--- begin Rows ---
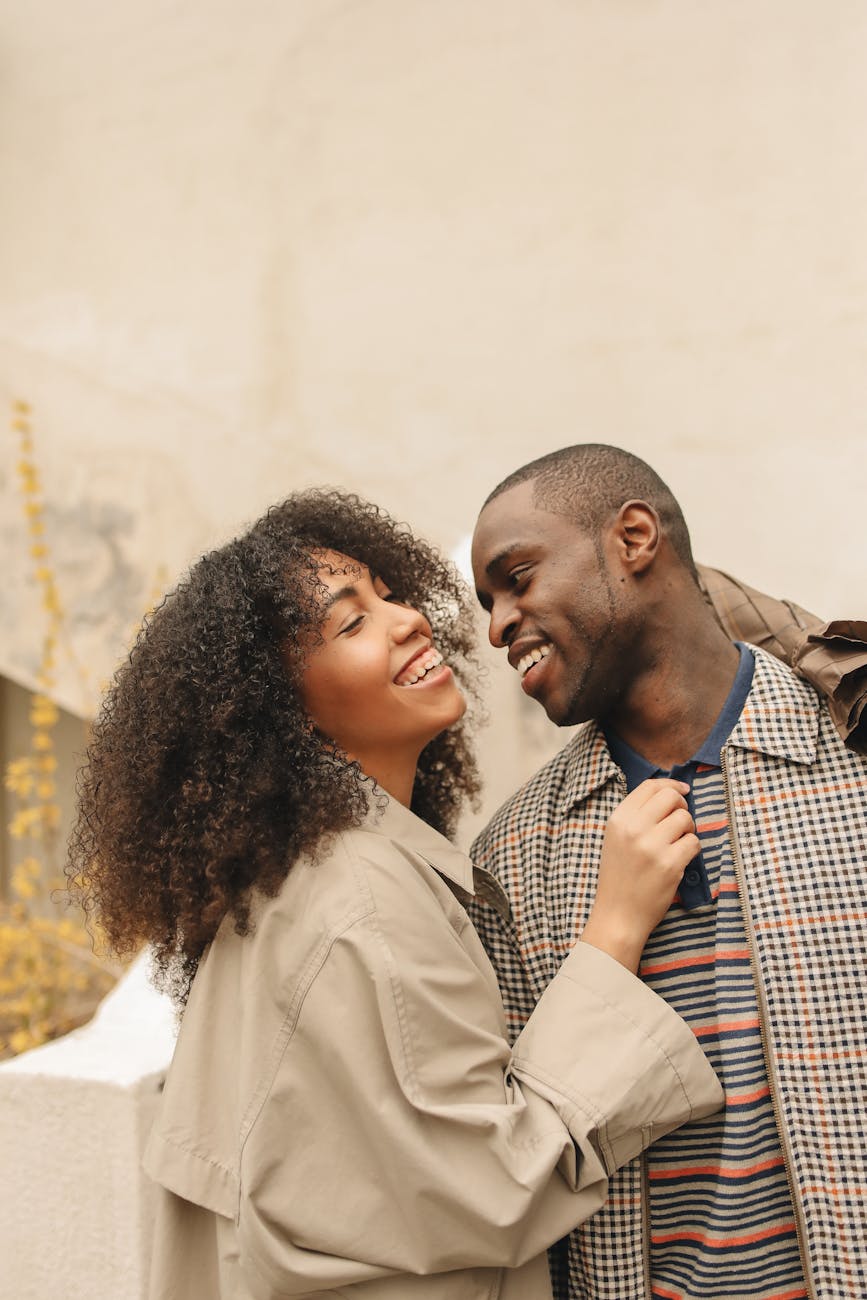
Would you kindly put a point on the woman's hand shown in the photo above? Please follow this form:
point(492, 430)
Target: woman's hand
point(649, 841)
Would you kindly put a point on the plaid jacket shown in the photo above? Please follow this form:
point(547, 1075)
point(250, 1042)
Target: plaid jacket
point(798, 815)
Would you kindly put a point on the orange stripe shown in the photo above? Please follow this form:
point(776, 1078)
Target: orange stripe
point(694, 1170)
point(748, 1096)
point(741, 953)
point(797, 922)
point(748, 1239)
point(725, 1027)
point(701, 827)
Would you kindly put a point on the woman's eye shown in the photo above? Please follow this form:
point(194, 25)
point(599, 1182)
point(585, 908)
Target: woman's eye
point(351, 627)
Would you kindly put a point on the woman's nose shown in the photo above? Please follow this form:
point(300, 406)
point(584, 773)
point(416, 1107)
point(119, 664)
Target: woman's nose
point(407, 622)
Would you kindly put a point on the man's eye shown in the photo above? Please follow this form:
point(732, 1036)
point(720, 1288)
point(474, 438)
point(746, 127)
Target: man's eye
point(519, 576)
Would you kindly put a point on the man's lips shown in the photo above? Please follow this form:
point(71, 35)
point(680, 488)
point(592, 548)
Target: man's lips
point(523, 657)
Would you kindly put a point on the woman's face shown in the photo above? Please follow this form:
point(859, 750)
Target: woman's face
point(376, 685)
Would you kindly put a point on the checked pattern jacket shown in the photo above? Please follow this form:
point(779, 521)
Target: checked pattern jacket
point(797, 806)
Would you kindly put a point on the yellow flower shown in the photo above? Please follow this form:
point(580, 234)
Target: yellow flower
point(26, 822)
point(21, 1040)
point(22, 884)
point(18, 776)
point(43, 713)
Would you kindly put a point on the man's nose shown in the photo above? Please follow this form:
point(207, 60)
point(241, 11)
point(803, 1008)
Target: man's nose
point(503, 620)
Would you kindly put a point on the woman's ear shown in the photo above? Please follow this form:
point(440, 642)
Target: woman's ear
point(637, 534)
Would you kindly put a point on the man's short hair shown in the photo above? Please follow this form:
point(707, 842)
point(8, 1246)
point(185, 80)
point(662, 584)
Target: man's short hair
point(590, 481)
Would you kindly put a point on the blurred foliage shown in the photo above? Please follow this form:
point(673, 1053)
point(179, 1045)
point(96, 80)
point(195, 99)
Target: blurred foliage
point(51, 974)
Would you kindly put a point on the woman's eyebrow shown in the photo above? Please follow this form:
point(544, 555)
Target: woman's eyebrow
point(343, 593)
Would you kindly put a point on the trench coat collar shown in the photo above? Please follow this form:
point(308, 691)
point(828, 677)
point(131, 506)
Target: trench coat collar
point(395, 822)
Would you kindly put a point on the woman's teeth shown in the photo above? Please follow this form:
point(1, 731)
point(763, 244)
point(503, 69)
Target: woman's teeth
point(533, 657)
point(420, 667)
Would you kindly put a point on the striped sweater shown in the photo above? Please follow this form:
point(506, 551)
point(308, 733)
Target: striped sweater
point(794, 801)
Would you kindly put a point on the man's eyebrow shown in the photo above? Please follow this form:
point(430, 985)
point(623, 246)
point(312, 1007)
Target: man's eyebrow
point(503, 554)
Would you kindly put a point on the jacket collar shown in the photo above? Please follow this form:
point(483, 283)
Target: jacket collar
point(395, 822)
point(589, 765)
point(781, 714)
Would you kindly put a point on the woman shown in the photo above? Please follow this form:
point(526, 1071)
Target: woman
point(268, 792)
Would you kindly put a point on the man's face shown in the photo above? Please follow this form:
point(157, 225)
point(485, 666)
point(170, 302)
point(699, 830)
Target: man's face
point(558, 603)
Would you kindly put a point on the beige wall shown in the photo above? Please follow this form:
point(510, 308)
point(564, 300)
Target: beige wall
point(407, 246)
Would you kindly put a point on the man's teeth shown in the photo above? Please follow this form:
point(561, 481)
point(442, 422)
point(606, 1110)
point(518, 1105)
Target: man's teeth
point(533, 657)
point(420, 667)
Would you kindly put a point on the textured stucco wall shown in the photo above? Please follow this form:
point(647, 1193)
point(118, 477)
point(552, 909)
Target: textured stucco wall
point(403, 247)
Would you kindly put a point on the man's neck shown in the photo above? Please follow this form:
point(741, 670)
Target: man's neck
point(672, 707)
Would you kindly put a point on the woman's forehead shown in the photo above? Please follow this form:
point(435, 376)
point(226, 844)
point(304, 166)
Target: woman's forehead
point(336, 564)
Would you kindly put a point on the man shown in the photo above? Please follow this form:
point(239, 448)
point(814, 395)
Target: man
point(582, 562)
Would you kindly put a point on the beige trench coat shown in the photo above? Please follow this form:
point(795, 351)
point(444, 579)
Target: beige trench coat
point(343, 1116)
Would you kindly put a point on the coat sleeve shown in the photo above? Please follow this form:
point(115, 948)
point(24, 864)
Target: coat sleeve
point(402, 1135)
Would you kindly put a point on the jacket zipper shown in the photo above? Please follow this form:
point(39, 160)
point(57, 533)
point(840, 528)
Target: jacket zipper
point(763, 1017)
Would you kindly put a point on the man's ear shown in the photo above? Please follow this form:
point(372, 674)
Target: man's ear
point(637, 536)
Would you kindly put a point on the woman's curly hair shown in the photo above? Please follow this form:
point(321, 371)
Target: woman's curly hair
point(204, 776)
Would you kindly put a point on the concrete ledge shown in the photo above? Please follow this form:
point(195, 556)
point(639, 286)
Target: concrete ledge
point(76, 1210)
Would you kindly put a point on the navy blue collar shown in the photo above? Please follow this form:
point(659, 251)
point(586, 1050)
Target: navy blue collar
point(637, 768)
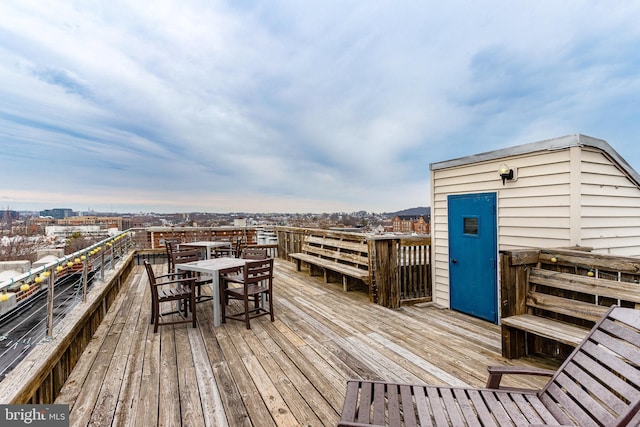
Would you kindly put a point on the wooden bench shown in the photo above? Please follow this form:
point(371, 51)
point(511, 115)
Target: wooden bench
point(350, 258)
point(561, 307)
point(597, 385)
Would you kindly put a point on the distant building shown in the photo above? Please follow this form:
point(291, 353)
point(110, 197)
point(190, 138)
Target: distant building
point(9, 215)
point(103, 221)
point(411, 224)
point(58, 213)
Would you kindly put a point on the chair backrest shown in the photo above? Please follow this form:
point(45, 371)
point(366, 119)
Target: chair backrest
point(254, 253)
point(599, 383)
point(238, 247)
point(170, 246)
point(152, 280)
point(258, 271)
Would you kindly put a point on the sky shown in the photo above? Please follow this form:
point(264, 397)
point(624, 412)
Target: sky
point(294, 105)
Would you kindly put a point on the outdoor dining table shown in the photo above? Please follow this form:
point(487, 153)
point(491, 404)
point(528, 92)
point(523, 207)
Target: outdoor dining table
point(208, 245)
point(214, 266)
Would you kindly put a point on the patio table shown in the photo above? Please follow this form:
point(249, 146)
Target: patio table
point(208, 245)
point(214, 266)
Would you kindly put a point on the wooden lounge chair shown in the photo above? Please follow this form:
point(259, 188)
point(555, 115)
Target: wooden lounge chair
point(597, 385)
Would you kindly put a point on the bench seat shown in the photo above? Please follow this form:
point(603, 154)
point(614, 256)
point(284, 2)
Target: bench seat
point(544, 327)
point(344, 269)
point(572, 298)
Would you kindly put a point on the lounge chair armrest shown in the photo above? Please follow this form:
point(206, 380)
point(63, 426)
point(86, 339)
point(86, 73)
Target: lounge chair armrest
point(179, 275)
point(496, 373)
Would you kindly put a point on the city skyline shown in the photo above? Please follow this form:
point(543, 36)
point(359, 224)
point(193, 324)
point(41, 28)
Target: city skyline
point(277, 106)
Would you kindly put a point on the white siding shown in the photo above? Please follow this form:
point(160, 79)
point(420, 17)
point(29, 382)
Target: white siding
point(610, 206)
point(533, 211)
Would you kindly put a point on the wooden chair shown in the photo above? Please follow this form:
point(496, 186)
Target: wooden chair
point(254, 253)
point(168, 288)
point(255, 282)
point(597, 385)
point(191, 255)
point(170, 245)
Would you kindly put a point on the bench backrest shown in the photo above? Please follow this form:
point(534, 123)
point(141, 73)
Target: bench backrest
point(345, 251)
point(599, 383)
point(576, 298)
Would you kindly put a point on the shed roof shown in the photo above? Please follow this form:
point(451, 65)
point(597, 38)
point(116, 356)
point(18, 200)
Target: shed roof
point(546, 145)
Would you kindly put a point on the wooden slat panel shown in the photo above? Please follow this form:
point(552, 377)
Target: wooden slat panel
point(436, 406)
point(588, 285)
point(483, 411)
point(408, 409)
point(466, 408)
point(393, 405)
point(378, 403)
point(422, 406)
point(569, 406)
point(455, 417)
point(515, 414)
point(366, 398)
point(496, 408)
point(359, 246)
point(566, 306)
point(541, 409)
point(335, 255)
point(548, 328)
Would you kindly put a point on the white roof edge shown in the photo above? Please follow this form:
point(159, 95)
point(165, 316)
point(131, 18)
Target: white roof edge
point(545, 145)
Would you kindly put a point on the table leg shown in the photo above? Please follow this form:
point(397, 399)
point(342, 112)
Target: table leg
point(216, 298)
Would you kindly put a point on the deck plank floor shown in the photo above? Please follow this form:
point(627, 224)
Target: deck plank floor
point(291, 372)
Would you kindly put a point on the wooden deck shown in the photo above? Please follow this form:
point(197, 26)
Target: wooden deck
point(291, 372)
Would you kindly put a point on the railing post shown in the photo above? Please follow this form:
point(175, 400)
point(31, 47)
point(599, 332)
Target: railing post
point(385, 266)
point(84, 278)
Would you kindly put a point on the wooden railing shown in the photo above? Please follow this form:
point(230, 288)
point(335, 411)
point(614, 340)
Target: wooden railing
point(399, 265)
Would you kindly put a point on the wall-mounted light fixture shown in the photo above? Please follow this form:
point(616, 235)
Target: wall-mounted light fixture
point(506, 173)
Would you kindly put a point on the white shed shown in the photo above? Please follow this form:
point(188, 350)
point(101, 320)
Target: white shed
point(569, 191)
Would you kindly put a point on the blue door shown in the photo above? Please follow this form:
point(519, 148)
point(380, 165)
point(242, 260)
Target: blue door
point(473, 271)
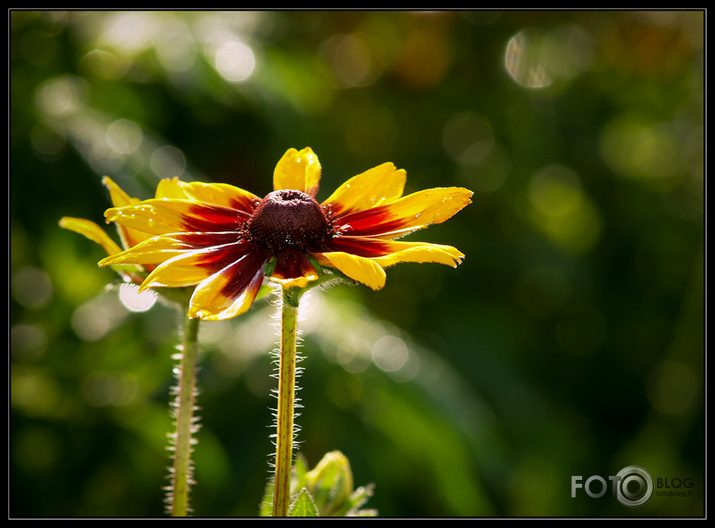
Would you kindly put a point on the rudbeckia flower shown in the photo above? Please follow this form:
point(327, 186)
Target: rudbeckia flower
point(128, 237)
point(223, 240)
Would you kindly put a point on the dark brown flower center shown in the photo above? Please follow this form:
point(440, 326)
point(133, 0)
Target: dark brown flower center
point(288, 220)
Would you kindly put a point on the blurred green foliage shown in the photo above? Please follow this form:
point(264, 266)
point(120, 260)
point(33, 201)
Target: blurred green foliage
point(569, 342)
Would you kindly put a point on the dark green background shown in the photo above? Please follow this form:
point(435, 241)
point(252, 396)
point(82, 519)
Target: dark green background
point(569, 342)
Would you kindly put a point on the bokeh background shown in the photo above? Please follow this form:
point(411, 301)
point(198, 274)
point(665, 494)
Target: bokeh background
point(569, 342)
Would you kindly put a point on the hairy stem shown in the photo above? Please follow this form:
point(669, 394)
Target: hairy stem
point(286, 404)
point(182, 471)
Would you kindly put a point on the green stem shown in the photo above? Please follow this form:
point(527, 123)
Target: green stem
point(182, 472)
point(286, 404)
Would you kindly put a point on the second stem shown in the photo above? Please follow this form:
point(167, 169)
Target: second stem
point(286, 404)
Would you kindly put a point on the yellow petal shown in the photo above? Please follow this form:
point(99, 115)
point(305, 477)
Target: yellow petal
point(129, 237)
point(118, 196)
point(92, 231)
point(299, 171)
point(420, 252)
point(380, 185)
point(154, 250)
point(227, 293)
point(361, 269)
point(181, 270)
point(212, 193)
point(409, 213)
point(162, 216)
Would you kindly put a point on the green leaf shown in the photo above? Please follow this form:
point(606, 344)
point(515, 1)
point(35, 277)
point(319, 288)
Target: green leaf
point(303, 506)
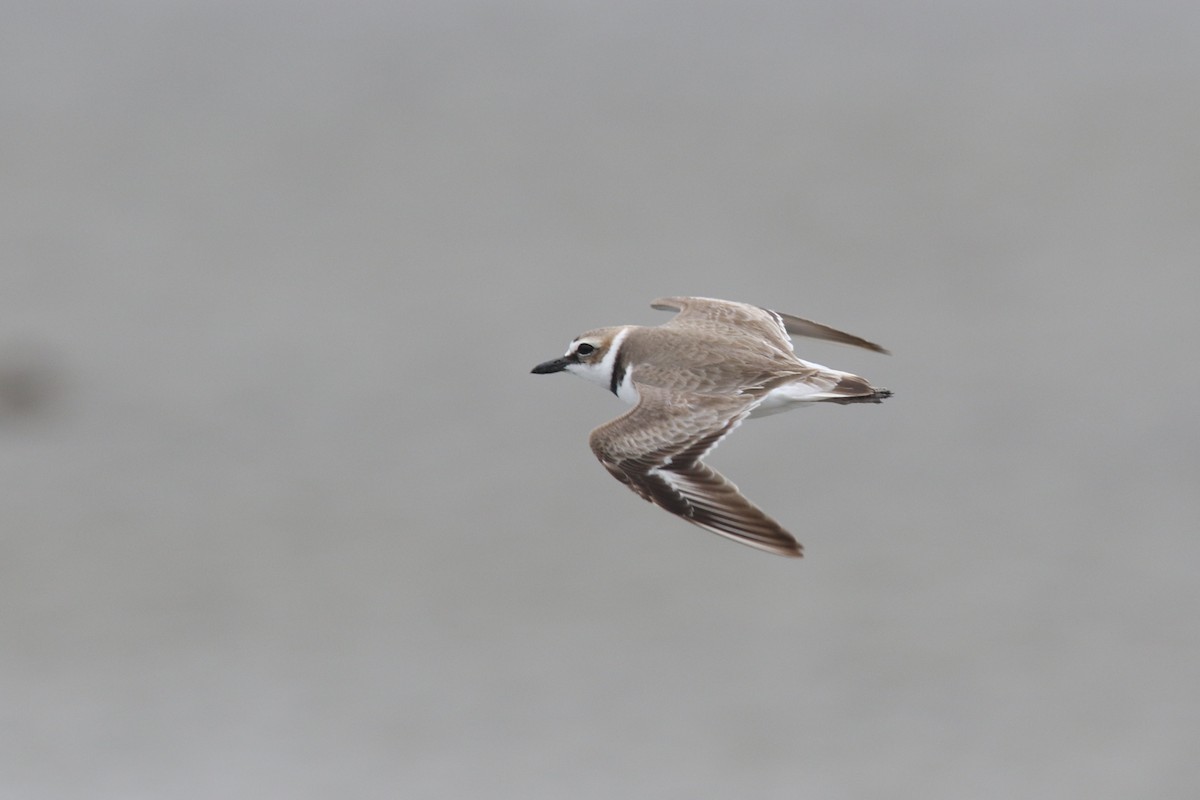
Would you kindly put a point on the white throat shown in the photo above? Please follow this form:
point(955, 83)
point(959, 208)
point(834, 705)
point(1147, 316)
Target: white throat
point(601, 372)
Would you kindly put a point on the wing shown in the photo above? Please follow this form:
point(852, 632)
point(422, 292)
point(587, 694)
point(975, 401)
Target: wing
point(655, 450)
point(723, 313)
point(726, 317)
--- end Rows ---
→ What the exercise asks: Copy the data again, beginning with the line that contains "Would you kindly put a point on the man's neck" and continuing through the line that contains "point(402, 1135)", with both of those lines included.

→ Solution:
Would you kindly put a point on the man's neck shown in the photo above? Please follow this form:
point(741, 670)
Target: man's neck
point(672, 707)
Would you kindly put a point on the woman's forehead shown in the photo above? Please follow this form:
point(435, 376)
point(226, 844)
point(304, 166)
Target: woman's forehead
point(336, 564)
Would you kindly put a point on the man shown in the photo above? Please follow this form:
point(239, 448)
point(814, 395)
Target: man
point(582, 562)
Would you kindly put a point on the beige trench coat shown in the photo above? Please follow this form:
point(795, 351)
point(444, 579)
Target: beige trench coat
point(343, 1116)
Would you kindly put a point on the coat sleeve shown in the photo above? Please follow this form:
point(115, 948)
point(24, 864)
Target: coat sleeve
point(402, 1135)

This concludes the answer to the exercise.